Named-object pointing records

----------------------------------------

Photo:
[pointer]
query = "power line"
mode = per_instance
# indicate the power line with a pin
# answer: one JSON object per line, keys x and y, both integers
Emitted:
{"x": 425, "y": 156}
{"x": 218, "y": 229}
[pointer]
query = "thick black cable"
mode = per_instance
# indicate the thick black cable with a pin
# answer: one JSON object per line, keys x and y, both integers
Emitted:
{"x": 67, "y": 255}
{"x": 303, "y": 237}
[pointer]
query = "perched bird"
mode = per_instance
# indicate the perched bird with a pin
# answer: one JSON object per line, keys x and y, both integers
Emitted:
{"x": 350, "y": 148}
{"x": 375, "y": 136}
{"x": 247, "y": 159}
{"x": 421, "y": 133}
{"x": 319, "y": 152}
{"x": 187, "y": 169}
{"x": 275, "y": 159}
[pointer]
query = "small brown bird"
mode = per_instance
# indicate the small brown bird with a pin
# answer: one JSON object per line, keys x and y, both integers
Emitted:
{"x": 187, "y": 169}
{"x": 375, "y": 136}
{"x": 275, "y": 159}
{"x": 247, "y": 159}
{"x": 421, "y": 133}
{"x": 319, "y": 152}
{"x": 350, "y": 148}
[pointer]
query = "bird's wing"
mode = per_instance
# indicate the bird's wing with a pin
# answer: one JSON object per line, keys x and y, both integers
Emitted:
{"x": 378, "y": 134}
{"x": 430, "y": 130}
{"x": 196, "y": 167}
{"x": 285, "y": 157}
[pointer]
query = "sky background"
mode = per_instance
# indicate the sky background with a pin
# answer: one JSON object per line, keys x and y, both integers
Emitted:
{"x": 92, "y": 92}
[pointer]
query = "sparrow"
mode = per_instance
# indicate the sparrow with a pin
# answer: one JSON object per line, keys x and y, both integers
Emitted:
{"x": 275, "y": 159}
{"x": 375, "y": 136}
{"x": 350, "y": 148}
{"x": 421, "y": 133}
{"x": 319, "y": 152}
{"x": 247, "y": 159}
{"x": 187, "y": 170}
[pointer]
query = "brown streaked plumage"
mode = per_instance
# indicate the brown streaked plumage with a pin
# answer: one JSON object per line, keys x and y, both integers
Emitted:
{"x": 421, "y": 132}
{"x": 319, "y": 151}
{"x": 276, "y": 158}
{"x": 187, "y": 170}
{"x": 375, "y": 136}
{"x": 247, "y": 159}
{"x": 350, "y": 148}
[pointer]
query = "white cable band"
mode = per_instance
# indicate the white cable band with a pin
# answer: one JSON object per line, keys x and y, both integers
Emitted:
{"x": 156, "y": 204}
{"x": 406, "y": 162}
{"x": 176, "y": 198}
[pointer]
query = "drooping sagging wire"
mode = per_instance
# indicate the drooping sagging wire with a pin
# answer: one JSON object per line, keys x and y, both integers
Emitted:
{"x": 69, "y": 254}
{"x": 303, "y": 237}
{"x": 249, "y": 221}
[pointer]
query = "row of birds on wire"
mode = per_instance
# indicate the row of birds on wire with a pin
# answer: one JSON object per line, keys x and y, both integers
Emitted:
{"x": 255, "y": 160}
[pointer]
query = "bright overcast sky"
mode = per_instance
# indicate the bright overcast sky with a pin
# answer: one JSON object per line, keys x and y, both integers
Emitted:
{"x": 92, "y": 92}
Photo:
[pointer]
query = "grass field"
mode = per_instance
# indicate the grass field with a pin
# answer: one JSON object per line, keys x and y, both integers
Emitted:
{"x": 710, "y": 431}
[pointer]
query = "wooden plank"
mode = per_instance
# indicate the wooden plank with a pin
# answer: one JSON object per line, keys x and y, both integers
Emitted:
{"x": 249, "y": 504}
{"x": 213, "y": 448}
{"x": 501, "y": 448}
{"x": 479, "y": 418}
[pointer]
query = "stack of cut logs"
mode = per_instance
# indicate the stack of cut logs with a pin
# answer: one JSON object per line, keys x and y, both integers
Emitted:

----------------------------------------

* PROBLEM REQUIREMENTS *
Return every line from the listing that contains the string "plank".

* THE COMPLETED TASK *
query = "wooden plank"
# indicate the wooden plank with a pin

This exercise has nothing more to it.